## WORK REQUIRED:
Up to the line containing "Tag the thumb", nothing is kept; from that line through the end of the data below, output every line exactly.

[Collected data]
------------

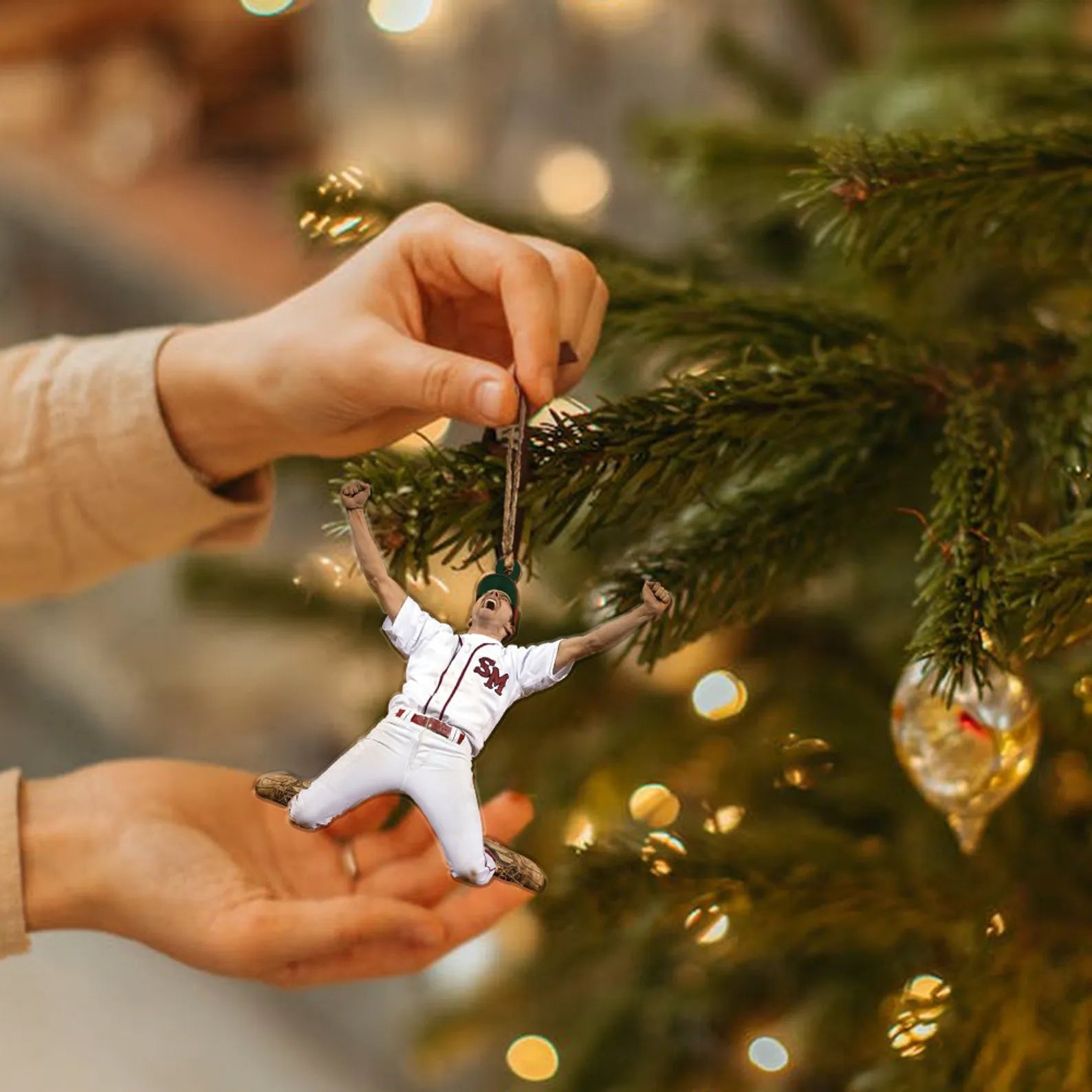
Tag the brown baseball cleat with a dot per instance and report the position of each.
(280, 787)
(514, 867)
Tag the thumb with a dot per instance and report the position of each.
(413, 375)
(287, 930)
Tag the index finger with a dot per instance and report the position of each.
(501, 265)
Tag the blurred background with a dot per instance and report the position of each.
(152, 160)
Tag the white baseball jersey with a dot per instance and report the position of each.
(466, 679)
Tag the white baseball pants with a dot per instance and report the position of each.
(402, 757)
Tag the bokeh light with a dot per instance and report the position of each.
(923, 1003)
(400, 17)
(806, 763)
(655, 805)
(768, 1054)
(613, 14)
(719, 695)
(533, 1058)
(572, 180)
(724, 820)
(579, 831)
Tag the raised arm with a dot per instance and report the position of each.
(655, 601)
(386, 589)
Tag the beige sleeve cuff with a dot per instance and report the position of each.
(13, 938)
(91, 479)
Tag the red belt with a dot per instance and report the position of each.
(438, 726)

------------

## ANSWER SPACE:
Tag the thumb with a dot per instance and report the position of each.
(413, 375)
(287, 930)
Tag the index finger with a dot per instance and report the position of each.
(501, 265)
Tag the blurred background with a dot per instance and report the position of each.
(152, 160)
Tag the white baseball jersey with a dot per instance and report the position of each.
(466, 679)
Tag the white baseball pants with a dot per instance and report the position of each.
(402, 757)
Tag the bokeh light with a dot per instance and report the position of each.
(923, 1003)
(400, 17)
(806, 763)
(655, 805)
(768, 1054)
(613, 14)
(719, 695)
(533, 1058)
(572, 180)
(724, 820)
(579, 831)
Tag the raised arm with a dot per instance and report the position of each.
(655, 601)
(386, 589)
Tag the beige sleeve cuff with a dot per instance and report the position of each.
(13, 938)
(91, 479)
Tag the red belt with a dot per instance and report the position of each.
(438, 726)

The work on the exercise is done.